- _Texto citado_:
Assisti "Vazante" tentando entender por que integrantes do movimento negro reclamaram do filme durante o Festival de Brasília. Não consegui encontrar o motivo. O filme expõe toda a crueldade da escravidão brasileira e faz isso de forma madura, sem ilusões ou sentimentalismo.

A diretora Daniela Thomas disse à Folha que tentou evitar o costume dos filmes americanos de retratar senhores escravistas como psicopatas. Essa decisão elevou o filme a um novo patamar das discussões sobre a escravidão brasileira.

Perto de "Vazante", "Quilombo de Palmares", por exemplo, é uma obra da quarta série do primário. Os brancos do filme de 1984 são em geral fúteis ou assassinos sádicos; os negros, heróis virtuosos e progressistas.

Já em "Vazante", apesar da maldade da escravidão permear a história, nenhum personagem é particularmente mau. Senhores, escravos, libertos –todos ali são miseráveis. O espectador sente pena de todos eles. Estão todos exaustos da falta de conforto e da miséria que dominava o mundo até a Revolução Industrial. Mesmo o personagem mais rico da história, tão acostumado que está de andar descalço na mata, não consegue se acostumar a calçar sapatos.

- _Material fornecido_:

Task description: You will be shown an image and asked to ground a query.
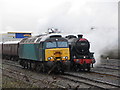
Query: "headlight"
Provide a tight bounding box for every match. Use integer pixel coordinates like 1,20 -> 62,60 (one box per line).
63,56 -> 68,59
76,59 -> 80,62
83,56 -> 86,58
65,56 -> 68,59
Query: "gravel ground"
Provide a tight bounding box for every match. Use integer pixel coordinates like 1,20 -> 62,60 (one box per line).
3,59 -> 90,88
2,60 -> 119,88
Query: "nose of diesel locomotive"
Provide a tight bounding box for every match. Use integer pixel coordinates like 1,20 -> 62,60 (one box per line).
45,49 -> 70,61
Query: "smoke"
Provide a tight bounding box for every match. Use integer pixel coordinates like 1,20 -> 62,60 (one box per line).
38,0 -> 118,63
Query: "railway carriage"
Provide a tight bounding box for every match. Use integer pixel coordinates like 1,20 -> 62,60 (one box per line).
2,41 -> 19,60
19,34 -> 70,73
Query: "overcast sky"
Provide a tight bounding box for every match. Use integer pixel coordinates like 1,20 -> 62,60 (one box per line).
0,0 -> 118,34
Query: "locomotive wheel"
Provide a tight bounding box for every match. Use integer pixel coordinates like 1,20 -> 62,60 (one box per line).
87,64 -> 91,72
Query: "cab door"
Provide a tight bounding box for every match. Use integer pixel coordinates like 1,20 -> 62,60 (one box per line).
39,42 -> 45,61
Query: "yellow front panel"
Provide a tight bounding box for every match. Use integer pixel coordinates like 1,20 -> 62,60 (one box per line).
45,48 -> 70,61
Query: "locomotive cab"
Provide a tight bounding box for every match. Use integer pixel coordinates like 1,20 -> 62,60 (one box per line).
66,34 -> 95,71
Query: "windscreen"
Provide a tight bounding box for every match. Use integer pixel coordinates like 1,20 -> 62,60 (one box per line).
46,41 -> 68,48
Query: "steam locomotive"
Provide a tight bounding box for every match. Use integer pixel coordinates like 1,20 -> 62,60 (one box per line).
65,35 -> 95,71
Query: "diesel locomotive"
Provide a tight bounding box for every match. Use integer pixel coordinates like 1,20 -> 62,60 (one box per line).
2,34 -> 70,73
65,35 -> 95,71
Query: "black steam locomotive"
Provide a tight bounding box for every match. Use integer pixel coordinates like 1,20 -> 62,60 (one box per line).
65,35 -> 95,71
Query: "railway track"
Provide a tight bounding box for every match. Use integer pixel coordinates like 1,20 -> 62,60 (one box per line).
3,61 -> 120,78
0,60 -> 66,88
3,61 -> 120,89
60,73 -> 120,89
96,66 -> 120,71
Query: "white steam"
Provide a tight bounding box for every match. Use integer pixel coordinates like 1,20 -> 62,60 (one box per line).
38,0 -> 118,65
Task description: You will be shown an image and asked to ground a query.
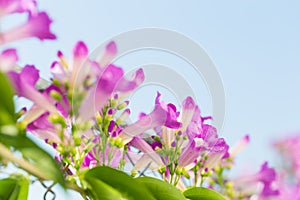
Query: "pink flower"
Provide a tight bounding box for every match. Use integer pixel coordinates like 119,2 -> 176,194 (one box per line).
8,65 -> 57,123
232,162 -> 279,198
0,49 -> 18,72
0,0 -> 37,18
79,64 -> 144,120
0,12 -> 56,44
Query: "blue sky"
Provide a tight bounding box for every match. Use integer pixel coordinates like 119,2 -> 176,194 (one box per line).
4,0 -> 300,199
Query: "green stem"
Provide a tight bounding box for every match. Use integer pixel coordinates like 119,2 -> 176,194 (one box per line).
0,143 -> 50,180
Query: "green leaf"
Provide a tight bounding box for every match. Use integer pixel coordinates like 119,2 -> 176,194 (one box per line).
0,72 -> 15,125
0,133 -> 65,186
0,178 -> 17,200
84,177 -> 122,200
136,177 -> 186,200
183,187 -> 226,200
0,175 -> 29,200
84,166 -> 155,200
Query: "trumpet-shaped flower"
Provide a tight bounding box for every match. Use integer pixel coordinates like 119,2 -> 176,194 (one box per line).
0,12 -> 56,44
0,49 -> 18,72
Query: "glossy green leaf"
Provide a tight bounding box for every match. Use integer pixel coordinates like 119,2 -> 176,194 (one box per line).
183,187 -> 226,200
0,176 -> 29,200
0,133 -> 64,186
84,166 -> 155,200
0,73 -> 15,125
136,177 -> 186,200
88,177 -> 122,200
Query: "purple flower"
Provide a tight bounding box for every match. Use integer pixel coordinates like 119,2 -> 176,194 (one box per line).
79,64 -> 144,120
8,65 -> 57,120
0,49 -> 18,72
0,12 -> 56,44
232,162 -> 279,198
0,0 -> 37,18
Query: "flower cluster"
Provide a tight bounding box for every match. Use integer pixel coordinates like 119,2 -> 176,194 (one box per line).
0,0 -> 286,199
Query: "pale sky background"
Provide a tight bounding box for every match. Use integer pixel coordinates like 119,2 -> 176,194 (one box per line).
4,0 -> 300,200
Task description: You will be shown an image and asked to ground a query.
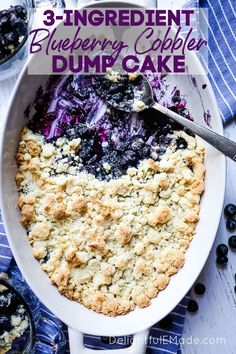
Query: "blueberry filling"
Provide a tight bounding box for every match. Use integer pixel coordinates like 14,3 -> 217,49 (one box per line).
92,73 -> 145,112
26,75 -> 194,180
0,5 -> 28,61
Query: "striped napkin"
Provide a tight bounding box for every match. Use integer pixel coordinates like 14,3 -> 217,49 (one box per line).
0,0 -> 236,354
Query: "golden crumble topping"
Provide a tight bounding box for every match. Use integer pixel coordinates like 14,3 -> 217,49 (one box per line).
16,128 -> 204,316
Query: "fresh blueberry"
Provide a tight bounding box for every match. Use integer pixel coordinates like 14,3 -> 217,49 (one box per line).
226,218 -> 236,231
0,314 -> 12,336
0,290 -> 18,315
187,300 -> 198,313
228,236 -> 236,250
216,256 -> 228,266
224,204 -> 236,218
216,243 -> 228,256
194,283 -> 206,295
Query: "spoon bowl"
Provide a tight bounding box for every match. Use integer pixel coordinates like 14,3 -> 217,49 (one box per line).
94,71 -> 236,161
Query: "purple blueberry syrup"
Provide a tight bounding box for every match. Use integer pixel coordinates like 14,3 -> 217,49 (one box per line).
0,5 -> 28,62
26,75 -> 194,180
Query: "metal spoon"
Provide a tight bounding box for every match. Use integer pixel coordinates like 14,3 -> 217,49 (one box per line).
102,74 -> 236,161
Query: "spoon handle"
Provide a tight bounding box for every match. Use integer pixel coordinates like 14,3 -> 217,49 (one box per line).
152,103 -> 236,161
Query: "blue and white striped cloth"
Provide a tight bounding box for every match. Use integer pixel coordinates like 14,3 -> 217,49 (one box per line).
0,0 -> 236,354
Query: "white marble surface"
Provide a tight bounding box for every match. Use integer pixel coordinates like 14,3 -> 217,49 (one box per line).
0,75 -> 236,354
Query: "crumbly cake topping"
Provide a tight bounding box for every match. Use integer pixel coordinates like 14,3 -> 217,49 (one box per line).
16,128 -> 204,316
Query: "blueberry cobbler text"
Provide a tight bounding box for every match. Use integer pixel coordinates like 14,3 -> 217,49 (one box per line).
16,75 -> 204,316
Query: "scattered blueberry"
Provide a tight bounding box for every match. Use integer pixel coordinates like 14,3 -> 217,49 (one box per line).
226,218 -> 236,231
216,255 -> 228,266
0,290 -> 18,315
187,300 -> 198,313
216,243 -> 228,256
224,204 -> 236,218
194,283 -> 206,295
159,315 -> 172,330
228,236 -> 236,250
0,314 -> 12,336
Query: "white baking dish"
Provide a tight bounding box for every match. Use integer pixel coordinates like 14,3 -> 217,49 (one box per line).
1,2 -> 225,354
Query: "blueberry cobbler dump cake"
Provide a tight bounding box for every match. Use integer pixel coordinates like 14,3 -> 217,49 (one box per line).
0,285 -> 29,354
16,75 -> 204,316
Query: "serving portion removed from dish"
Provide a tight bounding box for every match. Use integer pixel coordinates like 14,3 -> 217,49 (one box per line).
16,75 -> 205,316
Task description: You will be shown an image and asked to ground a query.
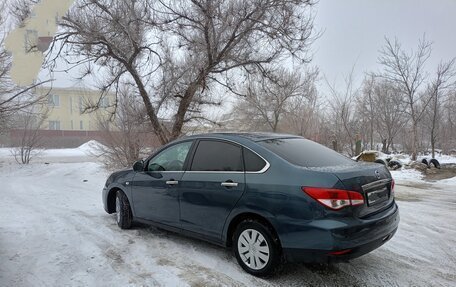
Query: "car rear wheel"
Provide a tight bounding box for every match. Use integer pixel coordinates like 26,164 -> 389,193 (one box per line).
116,190 -> 132,229
233,220 -> 280,277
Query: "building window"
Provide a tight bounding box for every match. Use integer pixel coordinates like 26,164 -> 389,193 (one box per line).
100,96 -> 109,108
49,121 -> 60,131
79,96 -> 84,114
48,94 -> 60,107
24,30 -> 38,53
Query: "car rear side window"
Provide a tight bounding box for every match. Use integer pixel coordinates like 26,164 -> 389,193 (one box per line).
258,138 -> 353,167
244,148 -> 266,172
190,140 -> 243,171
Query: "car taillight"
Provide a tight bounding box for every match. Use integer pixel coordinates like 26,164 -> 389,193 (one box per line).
301,186 -> 364,210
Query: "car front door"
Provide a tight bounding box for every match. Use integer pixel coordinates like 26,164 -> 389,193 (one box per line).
180,140 -> 245,240
132,141 -> 193,227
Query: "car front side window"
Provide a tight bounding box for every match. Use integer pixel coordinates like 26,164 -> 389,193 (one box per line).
147,141 -> 192,171
190,140 -> 244,172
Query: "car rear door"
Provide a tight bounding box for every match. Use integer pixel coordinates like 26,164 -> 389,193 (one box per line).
131,141 -> 193,228
180,140 -> 245,240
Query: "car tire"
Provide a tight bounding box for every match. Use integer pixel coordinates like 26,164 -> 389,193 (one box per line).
116,190 -> 133,229
429,158 -> 440,169
233,220 -> 282,277
421,158 -> 431,168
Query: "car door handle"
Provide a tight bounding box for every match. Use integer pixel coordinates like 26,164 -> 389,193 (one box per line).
166,180 -> 179,185
222,181 -> 238,187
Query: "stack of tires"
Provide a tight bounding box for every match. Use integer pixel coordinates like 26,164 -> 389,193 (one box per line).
374,158 -> 402,170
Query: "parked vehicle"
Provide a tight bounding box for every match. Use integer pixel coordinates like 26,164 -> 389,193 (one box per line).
103,133 -> 399,276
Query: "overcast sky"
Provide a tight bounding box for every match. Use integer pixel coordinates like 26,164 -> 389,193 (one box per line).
43,0 -> 456,94
312,0 -> 456,91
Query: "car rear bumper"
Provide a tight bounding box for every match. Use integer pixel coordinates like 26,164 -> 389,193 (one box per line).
282,203 -> 399,263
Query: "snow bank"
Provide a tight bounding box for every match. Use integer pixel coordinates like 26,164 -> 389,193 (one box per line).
78,140 -> 106,153
390,168 -> 423,181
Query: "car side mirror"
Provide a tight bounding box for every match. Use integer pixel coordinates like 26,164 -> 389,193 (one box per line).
133,160 -> 144,172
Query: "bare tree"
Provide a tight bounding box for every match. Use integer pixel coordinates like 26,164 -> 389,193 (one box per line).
283,67 -> 320,139
427,59 -> 456,158
12,104 -> 48,164
378,37 -> 431,160
97,86 -> 155,168
372,79 -> 408,153
326,67 -> 360,156
55,0 -> 313,143
234,68 -> 318,132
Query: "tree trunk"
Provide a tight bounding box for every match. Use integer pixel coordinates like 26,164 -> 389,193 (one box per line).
412,121 -> 418,160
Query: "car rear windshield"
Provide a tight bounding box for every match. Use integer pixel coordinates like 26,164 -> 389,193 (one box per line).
258,138 -> 353,167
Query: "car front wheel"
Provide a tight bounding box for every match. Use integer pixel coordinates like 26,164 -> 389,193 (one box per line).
116,190 -> 132,229
233,220 -> 280,277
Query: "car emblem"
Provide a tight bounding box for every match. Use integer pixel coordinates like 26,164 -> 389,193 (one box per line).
375,170 -> 380,179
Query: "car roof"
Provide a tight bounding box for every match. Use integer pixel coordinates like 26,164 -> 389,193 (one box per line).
183,132 -> 301,142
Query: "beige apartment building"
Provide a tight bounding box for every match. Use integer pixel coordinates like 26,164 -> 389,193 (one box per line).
5,0 -> 74,86
36,87 -> 115,131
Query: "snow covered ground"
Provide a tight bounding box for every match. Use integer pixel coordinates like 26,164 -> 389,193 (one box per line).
0,148 -> 456,286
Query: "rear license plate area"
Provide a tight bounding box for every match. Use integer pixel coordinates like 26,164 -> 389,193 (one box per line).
367,189 -> 389,206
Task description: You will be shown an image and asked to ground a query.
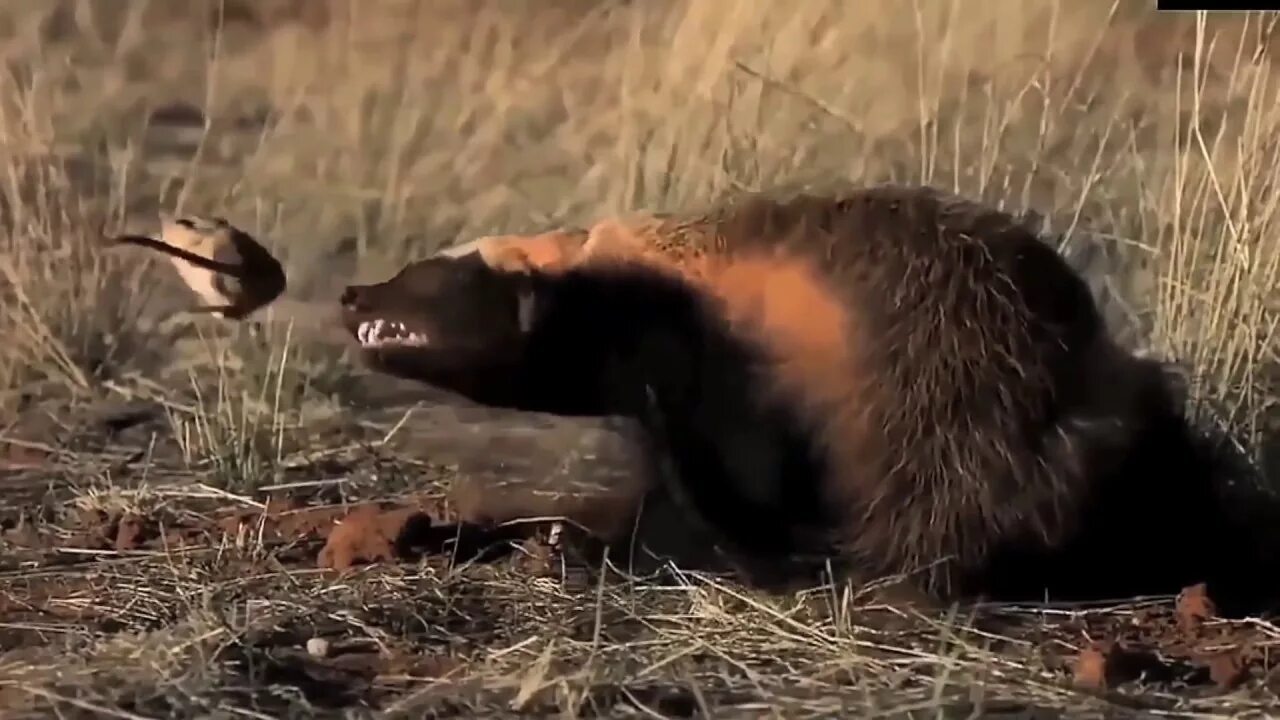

- _Tarefa A_:
No texto sobre o filme "Vazante", que costume dos filmes americanos a diretora Daniela Thomas disse ter tentado evitar?
- _Tarefa B_:
Retome o texto sobre o filme "Vazante" e continue-o a partir da última frase.

- _Resposta A_:
O costume de retratar senhores escravistas como psicopatas.

- _Resposta B_:
Ninguém ali se sente capaz de mudar a própria vida, o que dirá mexer num costume na época milenar como a escravidão.

Essa visão da "banalidade do mal" é o aspecto mais interessante do filme. Assim como Hannah Arendt advertiu sobre o Holocausto, seria empobrecedor encarar a escravidão como um simples ato de psicopatia. O filme mostra pessoas empurradas a viver num sistema que nenhuma delas havia criado e do qual ninguém sabe muito bem como escapar.

A principal crítica durante o Festival de Brasília foi a falta de protagonismo dos personagens negros. O protagonismo é de fato a grande novidade da historiografia.

Diferente dos historiadores marxistas dos anos 1960 a 1980, que retratavam negros como coisas (que ou obedeciam aos brancos ou morriam lutando), a maioria dos estudos de 1990 para cá mostrou negros como indivíduos que planejavam, negociavam, moviam ações na Justiça, enriqueciam, ou seja, protagonizavam ações que nem sempre iam contra a instituição da escravidão.

Mas esse protagonismo está presente no filme. Há o africano que se recusa a trabalhar, há estranheza entre os escravos abrasileirados e os recém-chegados, há o negro liberto e próspero que sabe administrar a fazenda e "domar os escravos".

Acho até que a diretora pagou um bom pedágio ao movimento negro. Sorrisos e cumprimentos, por exemplo, são tão raros no filme que as cenas perdem naturalidade. Talvez por temer críticas de ativistas, Daniela Thomas evitou qualquer pitada da escravidão branda que Gilberto Freyre retratou.

Um pouco mais de afeto, negociação e laços de compadrio (frequentes nos documentos históricos) tornariam a reconstituição histórica ainda mais precisa, sem o risco de aderir à tese de "escravidão suave" de "Casa Grande & Senzala".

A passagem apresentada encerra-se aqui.